*** Extracted material ***
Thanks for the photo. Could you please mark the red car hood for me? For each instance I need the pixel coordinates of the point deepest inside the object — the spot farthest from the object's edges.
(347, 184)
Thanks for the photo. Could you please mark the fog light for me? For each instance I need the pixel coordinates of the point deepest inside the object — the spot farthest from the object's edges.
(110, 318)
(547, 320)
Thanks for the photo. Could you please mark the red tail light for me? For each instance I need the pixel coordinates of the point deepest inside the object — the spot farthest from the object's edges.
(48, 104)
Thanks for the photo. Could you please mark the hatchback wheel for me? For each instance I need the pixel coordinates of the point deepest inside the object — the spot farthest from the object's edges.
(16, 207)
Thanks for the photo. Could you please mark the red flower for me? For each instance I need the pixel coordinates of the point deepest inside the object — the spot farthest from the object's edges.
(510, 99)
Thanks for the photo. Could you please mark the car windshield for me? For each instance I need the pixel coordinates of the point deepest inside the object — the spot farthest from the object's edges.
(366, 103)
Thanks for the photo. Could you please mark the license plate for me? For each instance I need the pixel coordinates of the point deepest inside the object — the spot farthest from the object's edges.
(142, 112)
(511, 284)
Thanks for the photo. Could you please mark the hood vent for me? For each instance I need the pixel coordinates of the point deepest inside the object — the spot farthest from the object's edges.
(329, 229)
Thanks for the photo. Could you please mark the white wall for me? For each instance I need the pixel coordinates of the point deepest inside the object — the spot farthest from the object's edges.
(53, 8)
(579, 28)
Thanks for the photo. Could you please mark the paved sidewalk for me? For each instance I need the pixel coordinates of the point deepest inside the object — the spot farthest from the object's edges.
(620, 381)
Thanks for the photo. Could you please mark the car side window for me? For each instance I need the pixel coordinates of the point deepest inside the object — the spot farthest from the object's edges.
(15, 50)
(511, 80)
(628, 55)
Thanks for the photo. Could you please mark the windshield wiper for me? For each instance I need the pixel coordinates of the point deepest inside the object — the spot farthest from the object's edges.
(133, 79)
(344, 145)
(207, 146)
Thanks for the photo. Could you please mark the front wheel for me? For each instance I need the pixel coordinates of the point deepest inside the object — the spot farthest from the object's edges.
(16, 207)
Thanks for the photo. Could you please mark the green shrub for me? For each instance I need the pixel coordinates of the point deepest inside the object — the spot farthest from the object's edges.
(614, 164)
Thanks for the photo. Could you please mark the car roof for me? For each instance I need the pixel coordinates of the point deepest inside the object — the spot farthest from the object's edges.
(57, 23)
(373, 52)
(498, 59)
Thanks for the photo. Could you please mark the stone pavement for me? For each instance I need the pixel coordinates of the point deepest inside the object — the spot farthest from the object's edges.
*** End of Extracted material ***
* _Work required_: An exact copy of all the records is the only acceptable answer.

* _Task response_:
Thanks for the photo. Could you please mark the red car hood for me? For each instance I need the pixel coordinates of the point deepest inside the object — the spot farthest from the object's edges.
(347, 184)
Thanks for the photo. Could you please mark the fog light for me? For each instance I need the pixel coordinates of the point deepest inside the object — the spot farthest from the object's edges.
(110, 318)
(547, 320)
Thanks for the photo. Could you please mark the red tail light for me? For each instance I need the pixel coordinates of the point deepest inside the object — the spot farthest from the object's edges.
(48, 104)
Thanks for the photo. Could you please mark the hatchback wheel for me? For each instance I need the pixel coordinates of the point deepest inside the object — the spot farthest from the object's edges.
(16, 207)
Thanks for the photo. Could you please mark the red flower for me? For each instance I need the pixel coordinates of the point deepest inside the object — the spot farthest from the object's edges.
(510, 99)
Thanks for the photo. Could you please mark the car windshield for me? For each instance I need the pixel coordinates of the point deepest inside the object — the spot farthest from the object's edges.
(366, 103)
Thanks for the photo. Could you please mark the license plate for me? For each instance I need the pixel coordinates of the point deepest inside the object — the spot farthest from the object's edges.
(142, 112)
(511, 284)
Thanks for the photo. Could you please mark the hood vent for me? For each instance I need the pixel coordinates of the point deepest inside the object — the spot farthest from the object's edges.
(329, 229)
Thanks for the photo. Could you please mark the white wall for me? For each instance I need the pixel coordinates of the point deepest inside the object — the spot farthest from the object's edges.
(53, 8)
(579, 28)
Thanks for the photo. Could you please mark the paved sidewalk for me? For each instance I need the pixel coordinates of the point deepest inside the object — the spot farthest from the object's edges.
(620, 381)
Thanks for the photo. Could you please mark the car side window for me? For each instance I need the pixel coordinates of the point deepest inside the object — the spot farthest from the object's edges.
(15, 50)
(511, 80)
(628, 55)
Thanks for the photo. Could you please mark the windshield wiper for me? For each instance I need the pixel coordinates of the point deepest inside the object — the spot farthest from the object's edges.
(133, 79)
(344, 145)
(207, 146)
Thanks for the photo. Could you please mark the front wheel for me? For each instance I need the pixel coordinates of the point deepest inside the object — the spot farthest from the object's edges.
(16, 207)
Thanks for the photo. Could you please mark the green shrub for me? For each instance I need the pixel coordinates of the point deepest inside the object — the spot farthest from the object's edges.
(614, 164)
Thanks for the photo. Could you please mark the car roof for me? For each instance I need the pixel coordinates of the point deepest inside the object — the spot farthest from the object's edges.
(57, 23)
(373, 52)
(498, 59)
Thanks for the photo. Could you please mark the stone pavement for me? For each instance I need the pixel coordinates of the point deepest inside the object — the spot farthest from the object's edges.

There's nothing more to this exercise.